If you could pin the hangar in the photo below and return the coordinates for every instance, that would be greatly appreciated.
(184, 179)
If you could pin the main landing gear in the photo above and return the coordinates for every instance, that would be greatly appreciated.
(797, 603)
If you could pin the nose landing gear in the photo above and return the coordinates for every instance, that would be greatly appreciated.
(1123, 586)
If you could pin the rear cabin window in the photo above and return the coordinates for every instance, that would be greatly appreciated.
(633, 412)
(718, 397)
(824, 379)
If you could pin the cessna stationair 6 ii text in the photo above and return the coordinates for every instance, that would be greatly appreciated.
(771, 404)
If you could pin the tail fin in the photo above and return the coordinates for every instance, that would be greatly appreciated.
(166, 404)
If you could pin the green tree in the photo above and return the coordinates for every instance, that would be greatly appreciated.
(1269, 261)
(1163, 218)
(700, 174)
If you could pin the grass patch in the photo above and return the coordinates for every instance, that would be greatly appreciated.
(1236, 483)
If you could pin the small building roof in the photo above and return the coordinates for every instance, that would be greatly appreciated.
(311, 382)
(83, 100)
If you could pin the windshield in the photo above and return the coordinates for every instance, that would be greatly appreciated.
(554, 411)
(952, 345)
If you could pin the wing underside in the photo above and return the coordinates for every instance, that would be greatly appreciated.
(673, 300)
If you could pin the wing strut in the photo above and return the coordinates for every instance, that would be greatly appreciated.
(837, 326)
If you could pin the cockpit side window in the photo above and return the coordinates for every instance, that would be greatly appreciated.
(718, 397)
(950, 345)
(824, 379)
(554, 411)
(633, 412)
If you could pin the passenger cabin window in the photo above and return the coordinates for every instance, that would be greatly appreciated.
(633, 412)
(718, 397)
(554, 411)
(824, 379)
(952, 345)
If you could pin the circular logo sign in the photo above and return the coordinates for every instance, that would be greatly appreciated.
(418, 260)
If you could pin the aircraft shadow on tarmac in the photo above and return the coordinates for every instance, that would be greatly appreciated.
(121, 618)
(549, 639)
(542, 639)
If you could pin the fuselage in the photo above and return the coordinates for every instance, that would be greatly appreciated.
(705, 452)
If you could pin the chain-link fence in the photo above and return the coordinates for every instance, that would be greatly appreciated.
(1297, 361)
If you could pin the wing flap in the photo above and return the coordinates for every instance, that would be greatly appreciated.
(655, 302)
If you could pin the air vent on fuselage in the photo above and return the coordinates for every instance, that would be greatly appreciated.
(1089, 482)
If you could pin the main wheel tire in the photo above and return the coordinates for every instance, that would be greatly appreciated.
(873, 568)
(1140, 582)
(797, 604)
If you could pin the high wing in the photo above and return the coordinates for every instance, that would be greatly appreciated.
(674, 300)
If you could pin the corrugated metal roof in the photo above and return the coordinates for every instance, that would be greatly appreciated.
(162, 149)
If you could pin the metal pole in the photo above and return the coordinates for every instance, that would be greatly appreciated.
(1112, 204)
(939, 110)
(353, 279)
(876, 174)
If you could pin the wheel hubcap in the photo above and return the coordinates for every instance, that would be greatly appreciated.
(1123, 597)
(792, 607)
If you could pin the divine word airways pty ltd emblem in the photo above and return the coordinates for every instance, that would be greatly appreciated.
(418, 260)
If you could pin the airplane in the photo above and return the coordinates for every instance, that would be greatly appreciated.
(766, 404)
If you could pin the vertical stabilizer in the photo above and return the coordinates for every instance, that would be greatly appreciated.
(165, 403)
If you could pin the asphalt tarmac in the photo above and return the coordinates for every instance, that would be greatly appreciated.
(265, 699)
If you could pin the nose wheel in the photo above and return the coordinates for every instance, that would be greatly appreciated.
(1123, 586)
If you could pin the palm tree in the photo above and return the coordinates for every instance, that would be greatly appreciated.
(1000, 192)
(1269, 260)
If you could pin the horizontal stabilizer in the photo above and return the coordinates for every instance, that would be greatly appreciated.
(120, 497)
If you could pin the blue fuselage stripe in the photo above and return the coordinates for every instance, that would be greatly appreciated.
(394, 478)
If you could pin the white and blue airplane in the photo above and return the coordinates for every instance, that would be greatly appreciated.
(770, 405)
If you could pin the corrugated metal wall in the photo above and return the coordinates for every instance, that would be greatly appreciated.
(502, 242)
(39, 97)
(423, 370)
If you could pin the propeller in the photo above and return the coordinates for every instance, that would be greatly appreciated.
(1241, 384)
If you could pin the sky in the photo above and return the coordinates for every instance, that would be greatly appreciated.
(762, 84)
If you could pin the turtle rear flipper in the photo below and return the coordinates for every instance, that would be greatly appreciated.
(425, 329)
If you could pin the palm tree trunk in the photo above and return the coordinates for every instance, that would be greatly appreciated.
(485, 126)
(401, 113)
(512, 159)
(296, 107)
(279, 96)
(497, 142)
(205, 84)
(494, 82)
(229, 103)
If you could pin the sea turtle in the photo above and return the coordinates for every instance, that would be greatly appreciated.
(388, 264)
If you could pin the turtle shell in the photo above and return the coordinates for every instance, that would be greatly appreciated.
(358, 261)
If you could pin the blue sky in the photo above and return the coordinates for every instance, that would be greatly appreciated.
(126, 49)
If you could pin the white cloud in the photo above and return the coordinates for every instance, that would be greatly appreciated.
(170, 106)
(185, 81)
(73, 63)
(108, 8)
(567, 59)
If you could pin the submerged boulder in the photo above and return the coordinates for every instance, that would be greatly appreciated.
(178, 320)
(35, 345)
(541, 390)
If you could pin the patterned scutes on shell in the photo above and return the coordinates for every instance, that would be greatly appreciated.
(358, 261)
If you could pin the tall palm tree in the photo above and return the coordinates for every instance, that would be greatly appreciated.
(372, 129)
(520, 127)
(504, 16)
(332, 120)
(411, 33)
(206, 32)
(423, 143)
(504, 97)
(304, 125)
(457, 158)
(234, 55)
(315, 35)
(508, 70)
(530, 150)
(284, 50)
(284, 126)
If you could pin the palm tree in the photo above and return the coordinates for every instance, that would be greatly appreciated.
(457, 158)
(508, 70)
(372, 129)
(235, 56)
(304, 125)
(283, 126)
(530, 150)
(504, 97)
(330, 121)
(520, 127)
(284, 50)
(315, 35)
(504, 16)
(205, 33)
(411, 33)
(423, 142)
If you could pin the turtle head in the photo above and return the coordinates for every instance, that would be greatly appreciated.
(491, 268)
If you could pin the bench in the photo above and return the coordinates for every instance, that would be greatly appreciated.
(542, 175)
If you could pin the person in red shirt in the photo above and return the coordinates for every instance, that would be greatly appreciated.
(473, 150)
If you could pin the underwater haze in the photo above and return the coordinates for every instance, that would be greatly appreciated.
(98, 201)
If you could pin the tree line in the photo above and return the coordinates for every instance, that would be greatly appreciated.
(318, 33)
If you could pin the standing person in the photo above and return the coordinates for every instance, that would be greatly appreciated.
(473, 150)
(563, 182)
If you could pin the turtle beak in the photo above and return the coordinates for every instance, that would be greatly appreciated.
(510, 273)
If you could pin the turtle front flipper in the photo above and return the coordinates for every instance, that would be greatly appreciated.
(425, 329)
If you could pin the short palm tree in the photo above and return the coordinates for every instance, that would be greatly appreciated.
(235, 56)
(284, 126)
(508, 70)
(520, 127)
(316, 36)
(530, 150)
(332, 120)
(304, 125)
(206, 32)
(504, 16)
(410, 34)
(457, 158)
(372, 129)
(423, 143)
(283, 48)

▬▬▬▬▬▬▬▬▬▬

Required task: Copy out all of the data above, word for word.

Expected output:
If you could pin the hangar in the photo below and return the coordinates for every instance, that would be greatly appreciated.
(184, 179)
If you could pin the main landing gear in the photo above and return the coordinates for every instance, that would be greatly appreciated.
(797, 603)
If you could pin the nose landing gear in the photo above and return the coordinates for every instance, that would be greatly appreciated.
(1123, 586)
If you could pin the rear cabin window in the photo above and return the coordinates for every instance, that would be greatly appreciated.
(633, 412)
(718, 397)
(824, 379)
If you could pin the cessna stationair 6 ii text in the photo above and return the coordinates for every instance, that would be greatly appreciated.
(771, 404)
If you could pin the tail fin in the photo above and return the coordinates for every instance, that would be greatly appreciated.
(166, 404)
If you could pin the green tree in the photo above and return the coordinates for every instance, that would be greatly appreciated.
(1269, 261)
(1163, 218)
(700, 174)
If you could pin the grass patch in the photo above and return the coordinates for every instance, that would be greatly appreciated.
(1236, 483)
If you could pin the small building roof in the photo above and return the coordinates for every instance, that would be greatly appreciated.
(311, 382)
(83, 100)
If you could pin the windshield in the photo above and return the coordinates for every instance, that would be greatly appreciated.
(554, 411)
(952, 345)
If you could pin the wing underside in the photo above and return the coordinates for every instance, that would be greatly appreciated.
(673, 300)
If you could pin the wing strut in the photo above and return the coordinates for every instance, that would be greatly appreciated.
(837, 326)
If you could pin the cockpit side window in the photo above and return the coordinates for every instance, that would be greatly appreciated.
(718, 397)
(950, 345)
(824, 379)
(554, 411)
(633, 412)
If you could pin the passenger cabin window in the photo above and return the coordinates for every instance, that would be greatly appreciated.
(633, 412)
(718, 397)
(554, 411)
(824, 379)
(952, 345)
If you could pin the circular logo sign in the photo above and return the coordinates for every instance, that would be greatly appreciated.
(418, 260)
If you could pin the aircraft shadow on tarmac in the photo above and return the coordinates for every instance, that would be greatly appreciated.
(121, 618)
(549, 639)
(542, 639)
If you could pin the fuselage in the photo above and return the coordinates for every instance, that would be greatly appreciated.
(705, 452)
If you could pin the chain-link fence in the photo above and return the coordinates for every instance, that would be greatly appreciated.
(1297, 361)
If you could pin the wing flap in the photo above and return the coordinates for every instance, that would be greatly appreciated.
(655, 302)
If you could pin the air vent on fuselage in the photo above and return the coordinates for every instance, that would be greatly appreciated.
(1089, 482)
If you could pin the main wheel tire in the photo above and return the coordinates for every instance, that would be greatly appreciated.
(873, 568)
(1140, 582)
(797, 604)
If you could pin the high wing in the photo above and return the coordinates for every instance, that would be greatly appreciated.
(674, 300)
If you could pin the corrugated metal roof in the photo above and return the coordinates for every instance, that would be greatly appreciated.
(162, 149)
If you could pin the metal pole in the photo above and return the coordinates for every instance, that would be greatly appreciated.
(1112, 204)
(939, 110)
(353, 279)
(876, 174)
If you could pin the wheel hubcap in the photo above and return the coordinates for every instance, that would be greatly appreciated.
(1123, 597)
(792, 607)
If you could pin the divine word airways pty ltd emblem in the photo above and return the coordinates for every instance, that would be greatly appreciated.
(418, 260)
If you could pin the airplane in the photo above and return the coordinates for every instance, that would be greatly appreciated.
(766, 404)
If you could pin the vertical stabilizer in the photo above and return the coordinates for every instance, that would be greatly appreciated.
(165, 403)
If you could pin the asphalt tarmac in the photo above and return the coordinates for every instance, that would be greatly appreciated.
(265, 699)
If you could pin the nose wheel in the photo above and return the coordinates for every instance, that would be greatly appreciated.
(1123, 586)
If you could pin the palm tree in the photo above and return the coordinates for every instance, that would be greatly appreciated.
(1000, 192)
(1269, 260)
If you could pin the horizontal stabilizer in the photo above and return the coordinates for every instance, that would be greatly appreciated.
(120, 497)
If you could pin the blue fuselage stripe in the photo above and return the coordinates for every instance, that would be greatly appreciated.
(394, 478)
If you could pin the white and blue airplane in the photo above and return the coordinates for every instance, that would be greatly appreciated.
(770, 405)
If you could pin the corrugated metal wall in the photo above and return the coordinates for every instance, that would be greatly appreciated.
(502, 242)
(39, 97)
(423, 370)
If you could pin the propeller in the photo above and return the coordinates for every instance, that would be greatly appreciated.
(1241, 384)
If you could pin the sky in the photo above and return the coordinates for every instance, that would be greatly appreciated.
(762, 84)
If you could pin the turtle rear flipper in the photo below and return the coordinates for every instance, that would be greatly appreciated.
(425, 329)
If you could pin the palm tree trunk in the photo above and return the coordinates for every instance, that would be greatly appreciated.
(485, 126)
(401, 113)
(512, 159)
(296, 107)
(279, 96)
(497, 142)
(205, 84)
(494, 82)
(229, 103)
If you could pin the sea turtle in the photo above and return the coordinates for every instance, that would be greatly appreciated.
(388, 264)
If you could pin the turtle shell in the photo above and return the coordinates for every instance, that would be greatly appreciated.
(358, 261)
If you could pin the blue sky in the photo above and return the coordinates for every instance, that would be greatly appreciated.
(126, 49)
If you could pin the white cloud in the photo above and return the coordinates for every instance, that would be greatly appreciated.
(170, 106)
(185, 81)
(73, 63)
(108, 8)
(567, 59)
If you could pin the submerged boulder in the photo above and return the coordinates for every instance, that would be greatly appreciated.
(178, 320)
(35, 345)
(541, 390)
If you could pin the patterned scutes on shell in the photo above and return the coordinates for every instance, that would be greatly appreciated.
(358, 261)
If you could pin the tall palm tree in the photo above and return the coordinates for every instance, that would be greatly appreciated.
(372, 129)
(520, 127)
(504, 16)
(332, 120)
(411, 33)
(206, 32)
(423, 143)
(504, 97)
(304, 125)
(457, 158)
(234, 55)
(315, 35)
(508, 70)
(530, 150)
(284, 50)
(284, 126)
If you could pin the palm tree in the photo above and return the coordinates for every instance, that would be greatly appreciated.
(457, 158)
(508, 70)
(372, 129)
(235, 56)
(304, 125)
(283, 126)
(530, 150)
(504, 97)
(330, 121)
(520, 127)
(284, 50)
(315, 35)
(504, 16)
(205, 33)
(411, 33)
(423, 142)
If you could pin the turtle head in the photo above and return the coordinates for every instance, that would be greatly appreciated.
(491, 268)
If you could pin the bench in the photo above and return the coordinates for every instance, that would be greatly appreciated.
(542, 175)
If you could pin the person in red shirt in the photo above and return the coordinates for every instance, that would be greatly appreciated.
(473, 150)
If you could pin the underwater haze in the photo above and return the coordinates for every instance, that would be greatly appreciated.
(98, 201)
If you could pin the tree line in the photo above and return the coordinates for every instance, that would be greatly appreciated.
(318, 33)
If you could pin the standing person in the photo above and return the coordinates for every instance, that would be greatly appreciated.
(473, 150)
(563, 182)
If you could pin the turtle beak in the photo above and return the coordinates for every instance, that would be greatly appreciated.
(510, 273)
If you could pin the turtle front flipper in the photo above and return the coordinates for every instance, that would be greatly appreciated.
(425, 329)
If you could pin the short palm tree in the photo above and return the coordinates for every instance, that would be greatly appreciated.
(235, 56)
(284, 126)
(508, 70)
(520, 127)
(316, 36)
(530, 150)
(332, 120)
(304, 125)
(206, 32)
(504, 16)
(410, 34)
(457, 158)
(372, 129)
(423, 143)
(283, 48)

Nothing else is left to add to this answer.